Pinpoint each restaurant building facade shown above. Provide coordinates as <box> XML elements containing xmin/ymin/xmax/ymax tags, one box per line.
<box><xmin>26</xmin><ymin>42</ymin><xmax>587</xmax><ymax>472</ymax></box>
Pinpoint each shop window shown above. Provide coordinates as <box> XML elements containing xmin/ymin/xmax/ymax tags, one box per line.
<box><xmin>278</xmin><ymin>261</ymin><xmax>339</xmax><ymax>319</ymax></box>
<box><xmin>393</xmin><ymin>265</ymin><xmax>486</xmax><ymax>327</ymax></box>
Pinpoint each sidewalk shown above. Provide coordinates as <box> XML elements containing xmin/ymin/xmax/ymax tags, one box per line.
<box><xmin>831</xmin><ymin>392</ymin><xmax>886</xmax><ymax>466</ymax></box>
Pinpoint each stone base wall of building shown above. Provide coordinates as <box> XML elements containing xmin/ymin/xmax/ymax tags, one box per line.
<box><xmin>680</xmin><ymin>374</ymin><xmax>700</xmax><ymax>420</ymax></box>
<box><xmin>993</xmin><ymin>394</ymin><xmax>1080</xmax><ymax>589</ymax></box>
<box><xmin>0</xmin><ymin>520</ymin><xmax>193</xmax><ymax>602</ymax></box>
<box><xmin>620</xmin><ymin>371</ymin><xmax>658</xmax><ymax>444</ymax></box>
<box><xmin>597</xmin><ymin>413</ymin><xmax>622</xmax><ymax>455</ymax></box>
================
TASK PROMPT: Could you output the lines above, exactly as written, from the one containing "Pinpoint each shop" through the last, with both ends included and no others?

THE ANSWER:
Pinpoint each shop window shown above. Provide coordinates as <box> XML elements containing xmin/ymin/xmax/ymax tags, one box per line.
<box><xmin>278</xmin><ymin>261</ymin><xmax>339</xmax><ymax>319</ymax></box>
<box><xmin>393</xmin><ymin>265</ymin><xmax>486</xmax><ymax>327</ymax></box>
Pinpoint each sidewalk shown above. Provide coordinates as <box> XML elements containing xmin/ymin/xmax/ymax tags, one box per line.
<box><xmin>831</xmin><ymin>392</ymin><xmax>886</xmax><ymax>466</ymax></box>
Pinpoint each stone base wall of building shown above. Provide coordinates as <box> XML elements containing xmin/ymin/xmax/ymax tags, one box per line.
<box><xmin>680</xmin><ymin>374</ymin><xmax>700</xmax><ymax>420</ymax></box>
<box><xmin>993</xmin><ymin>394</ymin><xmax>1080</xmax><ymax>589</ymax></box>
<box><xmin>0</xmin><ymin>520</ymin><xmax>193</xmax><ymax>602</ymax></box>
<box><xmin>620</xmin><ymin>371</ymin><xmax>658</xmax><ymax>444</ymax></box>
<box><xmin>597</xmin><ymin>413</ymin><xmax>622</xmax><ymax>455</ymax></box>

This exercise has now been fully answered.